Um importante marco na história da arte é a criação da obra “Genji Monogatari” (O Conto de Genji), que despontou por volta do ano 1008 e foi posteriormente reconhecida como o primeiro romance da literatura mundial. A narrativa inovadora foi escrita por uma mulher, a japonesa Murasaki Shikibu. Estima-se que a autora nasceu em 973 numa família aristocrata associada ao poderoso clã Fujiwara. Logo cedo ela se habituou ao universo literário, pois seu pai, Fujiwara no Tametoki, era um respeitado integrante da burocracia que também se dedicava aos estudos das obras chinesas, um interesse erudito elevado em seu meio. Esse conhecimento foi transmitido secretamente à jovem Murasaki, que ficava atenta aos ensinamentos que eram direcionados ao seu irmão e acabou aprendendo muito mais que o próprio beneficiário das aulas.

# # # # # # #

*TAREFAS A REALIZAR:*
a: Resuma o texto sobre Murasaki Shikibu em duas frases.
b: Com base no texto sobre Murasaki Shikibu, responda:
(i) Por volta de que ano surgiu "O Conto de Genji"?
(ii) Como se chamava o pai de Murasaki Shikibu?
(iii) A quem eram direcionados os ensinamentos que Murasaki acompanhava?
c: Escreva a continuação do texto sobre Murasaki Shikibu a partir da última frase.
As entradas não têm relação com o texto sobre Murasaki Shikibu.

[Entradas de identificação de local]

# # # # # # #

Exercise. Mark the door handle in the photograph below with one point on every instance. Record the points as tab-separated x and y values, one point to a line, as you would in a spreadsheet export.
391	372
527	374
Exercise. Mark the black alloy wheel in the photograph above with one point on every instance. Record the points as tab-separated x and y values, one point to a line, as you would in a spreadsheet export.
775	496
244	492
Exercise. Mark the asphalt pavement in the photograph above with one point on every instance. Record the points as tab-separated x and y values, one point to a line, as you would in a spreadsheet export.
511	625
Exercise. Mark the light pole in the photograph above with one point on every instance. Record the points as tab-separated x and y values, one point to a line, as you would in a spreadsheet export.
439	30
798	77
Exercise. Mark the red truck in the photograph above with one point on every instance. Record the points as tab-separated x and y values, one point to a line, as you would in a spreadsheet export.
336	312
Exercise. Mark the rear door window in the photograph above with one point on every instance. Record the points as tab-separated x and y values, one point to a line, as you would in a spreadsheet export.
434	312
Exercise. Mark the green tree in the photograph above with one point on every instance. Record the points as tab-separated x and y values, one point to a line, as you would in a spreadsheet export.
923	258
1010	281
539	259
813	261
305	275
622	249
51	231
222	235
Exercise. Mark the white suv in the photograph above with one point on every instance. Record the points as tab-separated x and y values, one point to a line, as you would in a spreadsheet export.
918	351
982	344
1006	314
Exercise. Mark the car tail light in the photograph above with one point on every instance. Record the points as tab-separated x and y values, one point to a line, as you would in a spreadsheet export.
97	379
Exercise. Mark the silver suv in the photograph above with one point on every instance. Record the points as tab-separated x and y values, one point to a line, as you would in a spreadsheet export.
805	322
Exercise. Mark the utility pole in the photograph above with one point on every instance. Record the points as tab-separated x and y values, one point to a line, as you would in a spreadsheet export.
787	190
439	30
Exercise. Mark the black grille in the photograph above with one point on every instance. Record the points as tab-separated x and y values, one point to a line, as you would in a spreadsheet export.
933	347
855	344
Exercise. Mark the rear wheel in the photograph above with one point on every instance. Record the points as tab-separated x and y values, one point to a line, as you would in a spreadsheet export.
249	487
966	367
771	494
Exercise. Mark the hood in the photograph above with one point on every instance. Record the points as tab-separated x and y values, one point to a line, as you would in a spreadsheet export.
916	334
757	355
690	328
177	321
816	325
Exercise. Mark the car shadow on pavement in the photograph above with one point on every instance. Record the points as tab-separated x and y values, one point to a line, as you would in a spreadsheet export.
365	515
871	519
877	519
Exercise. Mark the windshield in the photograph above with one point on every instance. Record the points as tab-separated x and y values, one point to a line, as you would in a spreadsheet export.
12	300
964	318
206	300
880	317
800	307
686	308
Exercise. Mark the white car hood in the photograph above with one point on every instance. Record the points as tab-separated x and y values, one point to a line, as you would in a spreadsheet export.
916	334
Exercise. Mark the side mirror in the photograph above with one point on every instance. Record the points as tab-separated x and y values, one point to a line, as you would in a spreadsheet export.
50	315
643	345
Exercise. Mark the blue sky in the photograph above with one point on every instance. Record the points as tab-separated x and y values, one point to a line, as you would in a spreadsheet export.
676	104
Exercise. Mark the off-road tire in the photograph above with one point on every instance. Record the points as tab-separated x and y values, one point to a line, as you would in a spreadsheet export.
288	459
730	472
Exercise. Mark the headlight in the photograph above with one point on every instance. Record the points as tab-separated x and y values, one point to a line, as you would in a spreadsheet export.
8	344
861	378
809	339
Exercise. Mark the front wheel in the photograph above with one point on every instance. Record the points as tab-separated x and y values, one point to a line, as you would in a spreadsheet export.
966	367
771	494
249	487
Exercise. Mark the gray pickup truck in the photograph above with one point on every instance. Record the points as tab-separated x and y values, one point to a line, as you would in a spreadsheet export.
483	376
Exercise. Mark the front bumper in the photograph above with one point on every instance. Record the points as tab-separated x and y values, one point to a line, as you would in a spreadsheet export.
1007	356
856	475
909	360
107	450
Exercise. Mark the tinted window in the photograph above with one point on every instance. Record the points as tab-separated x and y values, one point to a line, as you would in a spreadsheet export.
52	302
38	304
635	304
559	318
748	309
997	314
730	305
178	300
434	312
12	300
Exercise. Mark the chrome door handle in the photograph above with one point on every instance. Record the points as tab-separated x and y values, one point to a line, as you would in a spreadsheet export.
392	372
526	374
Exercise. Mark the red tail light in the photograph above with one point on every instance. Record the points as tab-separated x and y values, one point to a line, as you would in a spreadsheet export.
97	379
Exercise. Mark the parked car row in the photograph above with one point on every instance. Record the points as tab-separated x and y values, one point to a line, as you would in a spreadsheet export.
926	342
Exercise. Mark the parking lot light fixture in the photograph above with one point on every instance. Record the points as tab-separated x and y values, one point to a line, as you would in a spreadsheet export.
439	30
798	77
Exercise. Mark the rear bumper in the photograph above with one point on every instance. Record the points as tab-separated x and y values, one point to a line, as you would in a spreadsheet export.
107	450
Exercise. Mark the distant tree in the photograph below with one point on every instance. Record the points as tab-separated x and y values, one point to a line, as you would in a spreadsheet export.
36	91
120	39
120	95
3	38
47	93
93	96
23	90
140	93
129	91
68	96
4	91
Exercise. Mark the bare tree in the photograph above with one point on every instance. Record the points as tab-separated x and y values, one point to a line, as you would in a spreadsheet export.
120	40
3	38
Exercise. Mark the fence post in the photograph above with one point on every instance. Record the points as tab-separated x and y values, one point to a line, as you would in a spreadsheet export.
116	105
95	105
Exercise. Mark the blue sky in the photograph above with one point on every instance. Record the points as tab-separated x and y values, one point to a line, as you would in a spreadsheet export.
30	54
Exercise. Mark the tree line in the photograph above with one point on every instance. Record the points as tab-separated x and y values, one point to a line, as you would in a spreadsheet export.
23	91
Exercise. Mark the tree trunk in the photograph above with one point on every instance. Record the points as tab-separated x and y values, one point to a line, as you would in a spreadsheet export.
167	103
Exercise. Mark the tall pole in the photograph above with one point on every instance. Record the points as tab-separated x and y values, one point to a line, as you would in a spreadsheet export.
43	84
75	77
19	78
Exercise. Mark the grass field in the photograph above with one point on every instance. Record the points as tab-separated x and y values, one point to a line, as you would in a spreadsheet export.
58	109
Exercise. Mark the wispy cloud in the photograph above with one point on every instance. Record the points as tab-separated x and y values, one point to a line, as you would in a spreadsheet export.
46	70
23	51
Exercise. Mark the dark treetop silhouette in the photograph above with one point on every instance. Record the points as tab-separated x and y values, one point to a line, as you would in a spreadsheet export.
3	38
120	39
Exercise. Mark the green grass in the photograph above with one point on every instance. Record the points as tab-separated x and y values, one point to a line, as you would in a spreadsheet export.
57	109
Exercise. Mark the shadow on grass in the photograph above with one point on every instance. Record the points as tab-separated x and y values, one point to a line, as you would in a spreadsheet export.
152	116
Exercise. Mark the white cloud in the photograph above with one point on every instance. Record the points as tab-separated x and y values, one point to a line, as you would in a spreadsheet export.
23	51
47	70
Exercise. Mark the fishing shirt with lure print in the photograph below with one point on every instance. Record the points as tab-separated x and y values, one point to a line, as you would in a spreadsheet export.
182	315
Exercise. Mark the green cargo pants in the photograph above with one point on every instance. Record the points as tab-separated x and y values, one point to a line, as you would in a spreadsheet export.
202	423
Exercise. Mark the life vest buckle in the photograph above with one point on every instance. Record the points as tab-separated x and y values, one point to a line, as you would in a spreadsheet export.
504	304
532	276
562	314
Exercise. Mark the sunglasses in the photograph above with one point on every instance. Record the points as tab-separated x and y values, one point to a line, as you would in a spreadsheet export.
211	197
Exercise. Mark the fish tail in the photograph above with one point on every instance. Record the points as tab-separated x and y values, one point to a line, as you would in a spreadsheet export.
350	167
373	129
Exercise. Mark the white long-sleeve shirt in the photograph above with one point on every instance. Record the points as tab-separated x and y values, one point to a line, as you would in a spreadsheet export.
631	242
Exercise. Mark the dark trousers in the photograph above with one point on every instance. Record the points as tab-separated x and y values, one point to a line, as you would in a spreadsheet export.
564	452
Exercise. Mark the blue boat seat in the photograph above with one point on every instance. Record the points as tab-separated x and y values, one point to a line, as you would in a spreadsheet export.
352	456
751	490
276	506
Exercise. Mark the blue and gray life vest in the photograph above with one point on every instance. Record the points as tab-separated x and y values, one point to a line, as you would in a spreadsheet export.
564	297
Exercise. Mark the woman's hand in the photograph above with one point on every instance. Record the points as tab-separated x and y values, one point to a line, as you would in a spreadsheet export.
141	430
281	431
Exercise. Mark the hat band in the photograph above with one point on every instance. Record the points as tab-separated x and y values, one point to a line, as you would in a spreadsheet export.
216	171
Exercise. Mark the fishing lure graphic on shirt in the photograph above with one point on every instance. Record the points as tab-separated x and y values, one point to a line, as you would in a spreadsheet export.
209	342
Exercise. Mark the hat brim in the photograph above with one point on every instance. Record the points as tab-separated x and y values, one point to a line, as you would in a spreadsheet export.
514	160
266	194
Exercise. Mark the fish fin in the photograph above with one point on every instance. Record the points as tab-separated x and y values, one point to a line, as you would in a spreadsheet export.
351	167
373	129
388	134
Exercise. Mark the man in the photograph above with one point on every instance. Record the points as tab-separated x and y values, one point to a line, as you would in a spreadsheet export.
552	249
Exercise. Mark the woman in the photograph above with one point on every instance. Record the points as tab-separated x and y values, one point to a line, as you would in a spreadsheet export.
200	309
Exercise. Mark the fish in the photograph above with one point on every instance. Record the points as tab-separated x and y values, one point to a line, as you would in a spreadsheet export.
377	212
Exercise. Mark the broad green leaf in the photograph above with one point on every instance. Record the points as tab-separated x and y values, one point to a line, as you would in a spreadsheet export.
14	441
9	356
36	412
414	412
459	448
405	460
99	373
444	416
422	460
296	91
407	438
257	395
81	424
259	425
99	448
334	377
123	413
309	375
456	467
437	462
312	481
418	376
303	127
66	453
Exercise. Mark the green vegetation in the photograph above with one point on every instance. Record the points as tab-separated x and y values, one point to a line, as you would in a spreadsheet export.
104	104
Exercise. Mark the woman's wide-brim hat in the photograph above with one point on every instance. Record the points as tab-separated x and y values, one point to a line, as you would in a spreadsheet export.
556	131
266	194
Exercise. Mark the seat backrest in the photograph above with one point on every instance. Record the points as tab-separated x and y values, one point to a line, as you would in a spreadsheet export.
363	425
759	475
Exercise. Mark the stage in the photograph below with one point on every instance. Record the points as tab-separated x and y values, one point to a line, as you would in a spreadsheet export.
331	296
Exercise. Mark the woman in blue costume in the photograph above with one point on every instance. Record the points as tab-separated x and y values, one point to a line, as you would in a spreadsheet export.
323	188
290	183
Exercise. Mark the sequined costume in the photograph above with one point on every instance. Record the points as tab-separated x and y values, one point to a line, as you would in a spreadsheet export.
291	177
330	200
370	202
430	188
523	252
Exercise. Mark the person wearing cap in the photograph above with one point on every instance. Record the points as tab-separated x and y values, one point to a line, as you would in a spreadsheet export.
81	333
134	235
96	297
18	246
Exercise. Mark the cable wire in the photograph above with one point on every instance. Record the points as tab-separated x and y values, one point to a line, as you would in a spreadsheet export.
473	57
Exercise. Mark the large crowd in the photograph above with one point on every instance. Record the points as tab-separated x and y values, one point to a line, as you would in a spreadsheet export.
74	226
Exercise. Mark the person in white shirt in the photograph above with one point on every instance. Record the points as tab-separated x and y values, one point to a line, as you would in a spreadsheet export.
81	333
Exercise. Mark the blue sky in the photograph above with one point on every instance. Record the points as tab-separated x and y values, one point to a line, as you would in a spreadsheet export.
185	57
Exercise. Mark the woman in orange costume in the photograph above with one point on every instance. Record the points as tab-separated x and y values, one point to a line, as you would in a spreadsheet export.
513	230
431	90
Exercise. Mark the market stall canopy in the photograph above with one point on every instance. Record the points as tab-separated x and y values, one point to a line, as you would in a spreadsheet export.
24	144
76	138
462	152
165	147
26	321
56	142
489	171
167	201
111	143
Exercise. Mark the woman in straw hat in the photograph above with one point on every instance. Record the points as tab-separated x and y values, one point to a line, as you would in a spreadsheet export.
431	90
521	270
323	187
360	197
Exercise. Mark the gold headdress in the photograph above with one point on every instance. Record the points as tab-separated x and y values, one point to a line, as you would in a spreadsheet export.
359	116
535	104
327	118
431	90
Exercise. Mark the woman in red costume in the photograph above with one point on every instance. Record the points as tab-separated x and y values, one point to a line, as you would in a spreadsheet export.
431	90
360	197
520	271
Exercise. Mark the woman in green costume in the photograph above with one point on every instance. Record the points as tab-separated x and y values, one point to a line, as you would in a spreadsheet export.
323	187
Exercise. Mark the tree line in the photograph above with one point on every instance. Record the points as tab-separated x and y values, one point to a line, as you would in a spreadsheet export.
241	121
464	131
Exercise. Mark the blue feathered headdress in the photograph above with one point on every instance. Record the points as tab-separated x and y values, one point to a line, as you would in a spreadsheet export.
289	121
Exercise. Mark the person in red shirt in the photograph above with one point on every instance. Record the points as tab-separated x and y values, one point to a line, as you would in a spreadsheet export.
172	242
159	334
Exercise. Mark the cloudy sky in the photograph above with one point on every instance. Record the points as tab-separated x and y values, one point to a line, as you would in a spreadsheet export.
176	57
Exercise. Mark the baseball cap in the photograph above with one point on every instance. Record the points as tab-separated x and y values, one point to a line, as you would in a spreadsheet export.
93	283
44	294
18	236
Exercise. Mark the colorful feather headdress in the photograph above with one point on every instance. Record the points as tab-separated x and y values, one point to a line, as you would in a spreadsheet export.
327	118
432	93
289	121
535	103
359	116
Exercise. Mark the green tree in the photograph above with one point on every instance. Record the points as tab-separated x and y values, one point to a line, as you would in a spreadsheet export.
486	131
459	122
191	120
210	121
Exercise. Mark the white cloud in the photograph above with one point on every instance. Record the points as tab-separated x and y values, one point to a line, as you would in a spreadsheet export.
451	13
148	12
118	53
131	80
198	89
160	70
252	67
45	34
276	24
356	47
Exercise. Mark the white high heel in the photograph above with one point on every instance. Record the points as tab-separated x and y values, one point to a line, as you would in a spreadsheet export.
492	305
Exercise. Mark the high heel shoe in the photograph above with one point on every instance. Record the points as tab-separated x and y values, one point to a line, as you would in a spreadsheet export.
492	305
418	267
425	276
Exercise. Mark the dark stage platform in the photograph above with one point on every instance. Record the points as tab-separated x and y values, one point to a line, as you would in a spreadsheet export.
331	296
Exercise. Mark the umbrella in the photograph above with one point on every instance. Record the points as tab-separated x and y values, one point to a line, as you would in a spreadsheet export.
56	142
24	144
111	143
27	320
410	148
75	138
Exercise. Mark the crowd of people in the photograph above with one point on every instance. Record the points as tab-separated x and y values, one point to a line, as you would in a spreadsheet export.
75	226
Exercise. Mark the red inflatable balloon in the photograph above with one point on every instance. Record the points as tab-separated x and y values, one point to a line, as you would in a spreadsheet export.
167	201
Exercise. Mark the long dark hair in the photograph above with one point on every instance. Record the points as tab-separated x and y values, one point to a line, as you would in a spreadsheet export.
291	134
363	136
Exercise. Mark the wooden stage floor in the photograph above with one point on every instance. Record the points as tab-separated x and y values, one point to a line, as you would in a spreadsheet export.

# # # # # # #

*RESPOSTAS POR TAREFA:*
a: "O Conto de Genji" surgiu por volta de 1008 e foi reconhecido depois como o primeiro romance da literatura mundial. Foi escrito pela japonesa Murasaki Shikibu, que teria nascido em 973 numa família aristocrata ligada ao clã Fujiwara e aprendeu em segredo os estudos de obras chinesas do pai ao acompanhar as aulas dadas ao irmão, aprendendo mais que ele.

b:
(i) Por volta do ano 1008.
(ii) Fujiwara no Tametoki.
(iii) Ao irmão dela.

c:
Transcorria o Período Heian (794–1185), época de forte desenvolvimento cultural do Japão, embora esse tipo de instrução fosse considerado impróprio para o público feminino. Mulheres nobres como Murasaki eram geralmente educadas em casa por familiares ou tutores, contudo os conteúdos que aprendiam eram diferentes daquilo que os homens aprendiam. A educação feminina preparava principalmente para a vida cortesã, casamento, criação de filhos e atividades domésticas, sendo incrementada por habilidades artísticas como o domínio da escrita (kana), poesia (waka), caligrafia, música, dança ritualística, artes têxteis, etiqueta e conhecimentos genéricos sobre a natureza. As mulheres não recebiam preparação para lidar com assuntos públicos, ocupar cargos e sequer podiam se aprofundar nos estudos religiosos, embora algumas integrantes dos mais altos níveis da elite pudessem influenciar indiretamente as esferas do âmbito masculino,
As criações artísticas das mulheres eram geralmente anônimas ou escondidas em pseudônimos (como da própria Murasaki Shikibu, cujo nome original permanece desconhecido) e foram importantes durante a Período Heian. Murasaki é a maior expoente entre as autoras e o impulso de sua produção ocorreu por volta de 1001, após a morte de seu marido, Fujiwara no Nobutaka, funcionário da corte com quem se casou através de um matrimônio arranjado. Nobutaka era um homem mais velho e de prestigiada posição que já tinha outras esposas além dela e da união tiveram uma filha, Kenshi (também conhecida como Daini no Sanmi), que seguiu os passos da mãe no mundo da literatura. A viuvez mergulhou Murasaki num luto profundo e ela direcionou seu sentimento para a escrita como uma forma de escapismo emocional.
As primeiras partes de Genji Monogatari começaram a circular em ambientes aristocráticos como manuscritos ilustrados que encantaram os leitores nas reuniões literárias. A autora foi depois convidada pela imperatriz Shōshi (Akiko) para servir como sua dama de companhia, oportunidade que enriqueceu sua experiência e posição como observadora dos costumes, o que aprimorou a sua escrita e inspirou a continuidade do desenvolvimento de sua obra, concluída em 1008.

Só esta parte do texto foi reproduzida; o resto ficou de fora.